GIVEN DATA:
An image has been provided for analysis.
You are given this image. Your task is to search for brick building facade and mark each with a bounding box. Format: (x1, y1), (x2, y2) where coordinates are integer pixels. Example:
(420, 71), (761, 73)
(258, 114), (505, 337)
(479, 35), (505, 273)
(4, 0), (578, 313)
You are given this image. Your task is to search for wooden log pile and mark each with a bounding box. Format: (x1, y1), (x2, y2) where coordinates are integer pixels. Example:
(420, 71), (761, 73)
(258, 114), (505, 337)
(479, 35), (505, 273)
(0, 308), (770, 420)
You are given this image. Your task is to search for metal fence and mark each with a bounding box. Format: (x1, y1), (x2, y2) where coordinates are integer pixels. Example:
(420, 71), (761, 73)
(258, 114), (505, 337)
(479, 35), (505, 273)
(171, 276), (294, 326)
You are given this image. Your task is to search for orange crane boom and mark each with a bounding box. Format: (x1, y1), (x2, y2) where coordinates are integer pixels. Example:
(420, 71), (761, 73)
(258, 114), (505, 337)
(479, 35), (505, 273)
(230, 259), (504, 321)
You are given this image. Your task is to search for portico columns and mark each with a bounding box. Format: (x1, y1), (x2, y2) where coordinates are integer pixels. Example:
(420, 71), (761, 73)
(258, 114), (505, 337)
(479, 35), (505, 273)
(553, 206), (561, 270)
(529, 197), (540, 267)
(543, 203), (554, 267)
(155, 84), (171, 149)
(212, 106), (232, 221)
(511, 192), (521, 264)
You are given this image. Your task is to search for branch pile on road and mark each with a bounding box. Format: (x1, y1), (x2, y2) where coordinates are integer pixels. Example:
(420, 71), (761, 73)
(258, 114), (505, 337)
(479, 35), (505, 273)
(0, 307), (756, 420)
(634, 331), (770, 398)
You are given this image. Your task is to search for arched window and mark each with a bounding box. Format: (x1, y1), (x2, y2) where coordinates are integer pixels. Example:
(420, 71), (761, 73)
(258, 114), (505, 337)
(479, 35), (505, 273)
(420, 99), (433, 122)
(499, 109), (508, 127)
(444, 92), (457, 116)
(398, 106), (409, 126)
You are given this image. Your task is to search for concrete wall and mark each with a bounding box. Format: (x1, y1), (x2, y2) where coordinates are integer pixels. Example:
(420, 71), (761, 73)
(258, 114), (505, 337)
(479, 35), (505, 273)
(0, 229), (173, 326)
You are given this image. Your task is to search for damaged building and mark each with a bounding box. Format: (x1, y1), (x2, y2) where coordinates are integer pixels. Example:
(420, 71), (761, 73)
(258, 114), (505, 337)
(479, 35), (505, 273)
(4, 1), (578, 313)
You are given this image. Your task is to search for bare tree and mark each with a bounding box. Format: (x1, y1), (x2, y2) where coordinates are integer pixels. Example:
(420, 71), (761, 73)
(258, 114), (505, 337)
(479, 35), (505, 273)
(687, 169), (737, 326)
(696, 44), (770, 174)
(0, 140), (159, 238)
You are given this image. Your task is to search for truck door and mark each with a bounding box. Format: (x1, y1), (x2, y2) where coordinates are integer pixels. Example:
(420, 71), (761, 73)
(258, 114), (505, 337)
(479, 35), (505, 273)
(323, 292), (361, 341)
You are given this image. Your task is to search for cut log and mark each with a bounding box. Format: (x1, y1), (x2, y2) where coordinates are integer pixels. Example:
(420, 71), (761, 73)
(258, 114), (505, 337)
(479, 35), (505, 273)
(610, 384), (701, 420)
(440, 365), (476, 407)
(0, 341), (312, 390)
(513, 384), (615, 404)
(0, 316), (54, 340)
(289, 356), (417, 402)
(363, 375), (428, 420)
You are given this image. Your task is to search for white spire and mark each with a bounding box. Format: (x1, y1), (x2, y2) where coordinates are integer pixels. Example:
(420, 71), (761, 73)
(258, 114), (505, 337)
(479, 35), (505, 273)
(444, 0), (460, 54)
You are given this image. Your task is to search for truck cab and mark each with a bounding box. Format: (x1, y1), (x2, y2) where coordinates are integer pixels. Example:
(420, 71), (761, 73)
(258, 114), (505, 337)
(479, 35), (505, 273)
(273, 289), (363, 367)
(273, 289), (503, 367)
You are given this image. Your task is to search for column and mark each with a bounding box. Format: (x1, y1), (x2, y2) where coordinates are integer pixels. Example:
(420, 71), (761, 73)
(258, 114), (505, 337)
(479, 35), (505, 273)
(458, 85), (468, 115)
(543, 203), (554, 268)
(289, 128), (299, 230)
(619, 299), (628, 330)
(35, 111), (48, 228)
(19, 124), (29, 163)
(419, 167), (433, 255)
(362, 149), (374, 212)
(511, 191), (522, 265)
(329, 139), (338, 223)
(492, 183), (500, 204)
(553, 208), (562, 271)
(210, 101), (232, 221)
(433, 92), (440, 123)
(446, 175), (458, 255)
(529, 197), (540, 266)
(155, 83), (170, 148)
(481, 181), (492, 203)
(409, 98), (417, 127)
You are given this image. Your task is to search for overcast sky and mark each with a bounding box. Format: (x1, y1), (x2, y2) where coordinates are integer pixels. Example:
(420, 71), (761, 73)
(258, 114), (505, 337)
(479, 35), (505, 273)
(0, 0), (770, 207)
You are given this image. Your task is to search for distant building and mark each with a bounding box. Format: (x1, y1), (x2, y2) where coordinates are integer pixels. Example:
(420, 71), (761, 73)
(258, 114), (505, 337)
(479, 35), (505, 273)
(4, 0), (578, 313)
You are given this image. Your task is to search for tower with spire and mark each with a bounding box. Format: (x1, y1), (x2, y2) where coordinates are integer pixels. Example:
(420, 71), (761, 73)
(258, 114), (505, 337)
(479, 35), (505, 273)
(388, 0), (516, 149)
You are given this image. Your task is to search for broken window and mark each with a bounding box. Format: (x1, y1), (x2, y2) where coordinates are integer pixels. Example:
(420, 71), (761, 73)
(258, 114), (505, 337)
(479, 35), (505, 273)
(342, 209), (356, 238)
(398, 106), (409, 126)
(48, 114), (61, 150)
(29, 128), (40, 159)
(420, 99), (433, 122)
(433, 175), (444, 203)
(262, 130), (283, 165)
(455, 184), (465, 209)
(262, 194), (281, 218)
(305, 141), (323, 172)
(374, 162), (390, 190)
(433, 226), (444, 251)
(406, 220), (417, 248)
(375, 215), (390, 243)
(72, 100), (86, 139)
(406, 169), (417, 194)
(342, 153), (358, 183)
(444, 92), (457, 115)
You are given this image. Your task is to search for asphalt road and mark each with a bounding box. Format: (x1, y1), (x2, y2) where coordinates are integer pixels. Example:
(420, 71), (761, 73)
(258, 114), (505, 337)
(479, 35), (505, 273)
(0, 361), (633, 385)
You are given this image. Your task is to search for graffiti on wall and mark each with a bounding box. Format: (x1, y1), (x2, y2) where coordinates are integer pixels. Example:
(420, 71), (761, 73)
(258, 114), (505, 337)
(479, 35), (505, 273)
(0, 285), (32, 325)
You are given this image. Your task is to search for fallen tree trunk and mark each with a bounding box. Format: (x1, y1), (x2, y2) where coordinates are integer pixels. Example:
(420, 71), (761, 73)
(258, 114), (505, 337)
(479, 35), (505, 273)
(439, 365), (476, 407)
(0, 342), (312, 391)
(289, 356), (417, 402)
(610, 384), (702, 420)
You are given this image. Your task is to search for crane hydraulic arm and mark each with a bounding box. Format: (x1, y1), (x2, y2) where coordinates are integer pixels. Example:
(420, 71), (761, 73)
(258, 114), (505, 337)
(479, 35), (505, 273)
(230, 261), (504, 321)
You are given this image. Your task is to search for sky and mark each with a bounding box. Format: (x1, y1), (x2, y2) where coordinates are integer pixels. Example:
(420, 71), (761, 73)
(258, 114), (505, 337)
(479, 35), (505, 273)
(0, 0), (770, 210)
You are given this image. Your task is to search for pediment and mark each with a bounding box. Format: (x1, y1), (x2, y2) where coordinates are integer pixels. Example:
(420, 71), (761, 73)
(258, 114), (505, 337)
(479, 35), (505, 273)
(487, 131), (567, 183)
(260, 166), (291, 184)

GIVEN TASK:
Can you reproduce, word for word, the part of the records that opens with the line containing "search for sky" and closes with the line containing "(0, 0), (770, 210)"?

EXPECTED ANSWER:
You are given this image. Your task is to search for sky and mark each with a bounding box. Format: (x1, y1), (x2, y2) where coordinates are integer pixels. Example:
(420, 71), (761, 73)
(258, 114), (505, 337)
(479, 35), (505, 273)
(0, 0), (770, 210)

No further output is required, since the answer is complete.